▶ Document extract:
Coordination Without Authority: Zhang Zuolin and the Fengtian Clique

In the summer of 1928, a train carrying Zhang Zuolin threaded the passes northeast of Beijing. He was retreating to Manchuria after another failed bid to hold the capital. The Nationalists were advancing. His coalition was fraying at its seams and its center simultanously, a garment coming apart not at any single stitch but at the idea of stitching. The Japanese, who had financed his ascent with the particular generosity of creditors who expect to collect in territory, were losing patience with his independence.

Somewhere near Huanggutun, the train passed under a bridge. A bomb detonated. Zhang Zuolin died hours later without regaining consciousness.

The man who planted the bomb was a Japanese officer named Komoto Daisaku. He believed Zhang had outlived his usefulness. in a sense he was right, within three years the Japanese would invade Manchuria outright, dissolving the entire substrate Zhang had spent two decades constructing.1

But for nearly twenty years before that bomb, a former bandit with no formal education had controlled one of the most strategically contested regions in Asia. He commanded 300,000 troops, negotiated with the Japanese as something approaching an equal, and held together a coalition that survived civil wars, betrayals, and the collapse of imperial China.

How?


Zhang Zuolin began his career robbing travelers in rural Liaoning in the 1890s. This was not unusual. The late Qing dynasty was hemorrhaging authority, and the northeast was filling with bandits, refugees, and opportunists of every description. What set Zhang apart was an insight most outlaws missed: legitimacy is cheaper than violence, and violence is only as duarble as the last person willing to absorb it.2

In 1902, rather than fighting the Qing military forces dispatched to suppress him, Zhang offered his services. He rebranded his gang as a local militia. the dynasty, too enfeebled to pacify the region by force, accepted. A bandit became a commander, and the paperwork barely changed. the palimpsest of Chinese governance: scratch the surface of any official title and find the warlord underneath, scratch the warlord and find the bandit, scratch the bandit and find the farmer who ran out of options three harvests ago.

The pattern would recur throughout his career. When the Qing fell, Zhang did not declare independence or join the revolutionaries. He waited, surveyed the new landscape, and allied with whoever seemed most likely to leave him alone. By 1916 he was military governor of Fengtian province. By 1926 he controlled Beijing itself.

The conventional narrative frames this as military conquset, a warlord fighting his way to the top. But Zhang’s army, while large, was never the strongest in China. He won through a different species of warfare entirely.


The Fengtian clique was less a government than a syndicate. Less a syndicate, even, than an ecology with a particular organism at its center, one that the other organisms had not yet found sufficient reason to consume.

▶ Task prompt: Rewrite the essay about Zhang Zuolin from "But for nearly" up to and including "of imperial China.", swapping "former bandit" for "one-time outlaw". Please rely on the essay about Zhang Zuolin alone.

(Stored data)
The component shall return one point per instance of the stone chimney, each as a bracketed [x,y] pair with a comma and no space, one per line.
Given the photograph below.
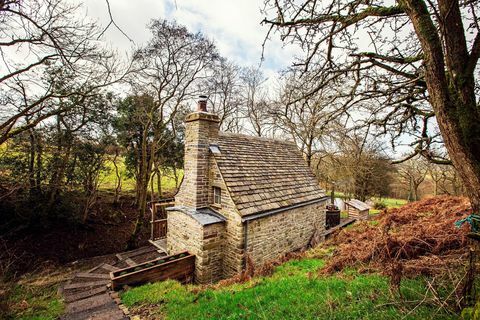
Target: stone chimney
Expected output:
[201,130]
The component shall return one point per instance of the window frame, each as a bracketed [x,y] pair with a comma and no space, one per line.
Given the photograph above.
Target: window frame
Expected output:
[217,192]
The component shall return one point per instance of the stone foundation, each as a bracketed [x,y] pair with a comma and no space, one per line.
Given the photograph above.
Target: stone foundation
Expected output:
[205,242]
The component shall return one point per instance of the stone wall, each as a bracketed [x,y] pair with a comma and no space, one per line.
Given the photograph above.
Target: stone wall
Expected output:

--

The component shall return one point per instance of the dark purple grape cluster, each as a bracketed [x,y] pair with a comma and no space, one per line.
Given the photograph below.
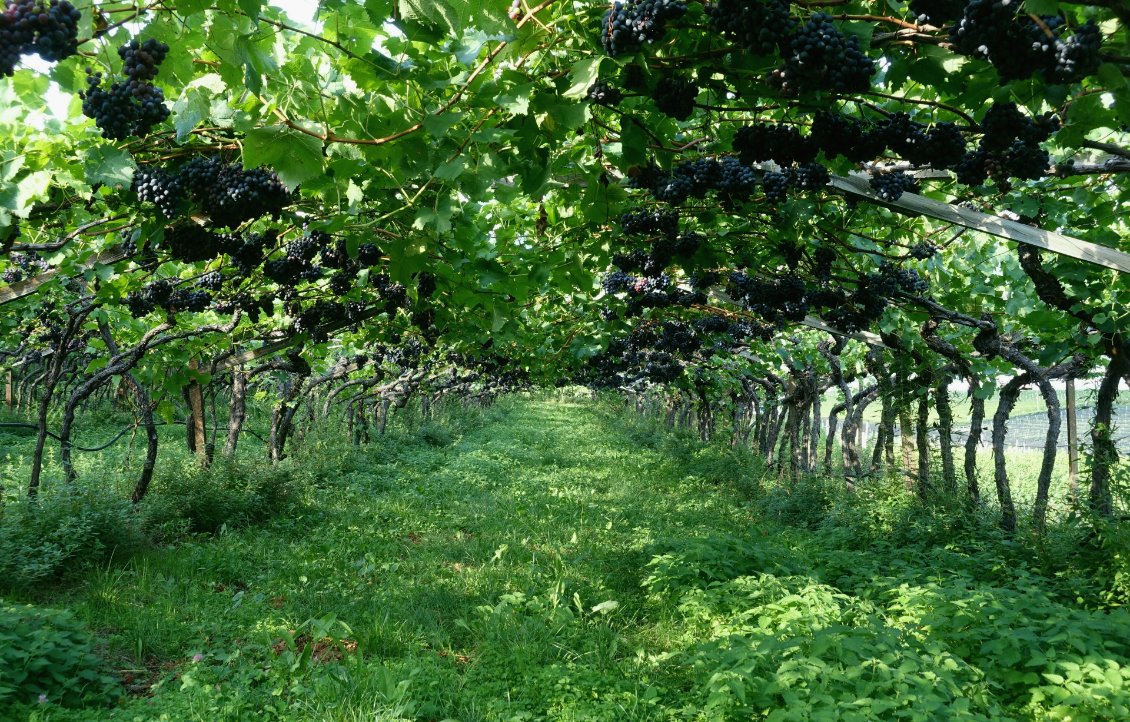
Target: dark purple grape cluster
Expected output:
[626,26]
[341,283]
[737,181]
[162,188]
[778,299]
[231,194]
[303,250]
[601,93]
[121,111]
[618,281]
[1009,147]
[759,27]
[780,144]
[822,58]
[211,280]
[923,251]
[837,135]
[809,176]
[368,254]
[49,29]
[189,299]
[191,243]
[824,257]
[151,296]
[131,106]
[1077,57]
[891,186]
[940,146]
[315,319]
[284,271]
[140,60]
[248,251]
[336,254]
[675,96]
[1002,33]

▶ Reply:
But for nearly twenty years before that bomb, a one-time outlaw with no formal education had controlled one of the most strategically contested regions in Asia. He commanded 300,000 troops, negotiated with the Japanese as something approaching an equal, and held together a coalition that survived civil wars, betrayals, and the collapse of imperial China.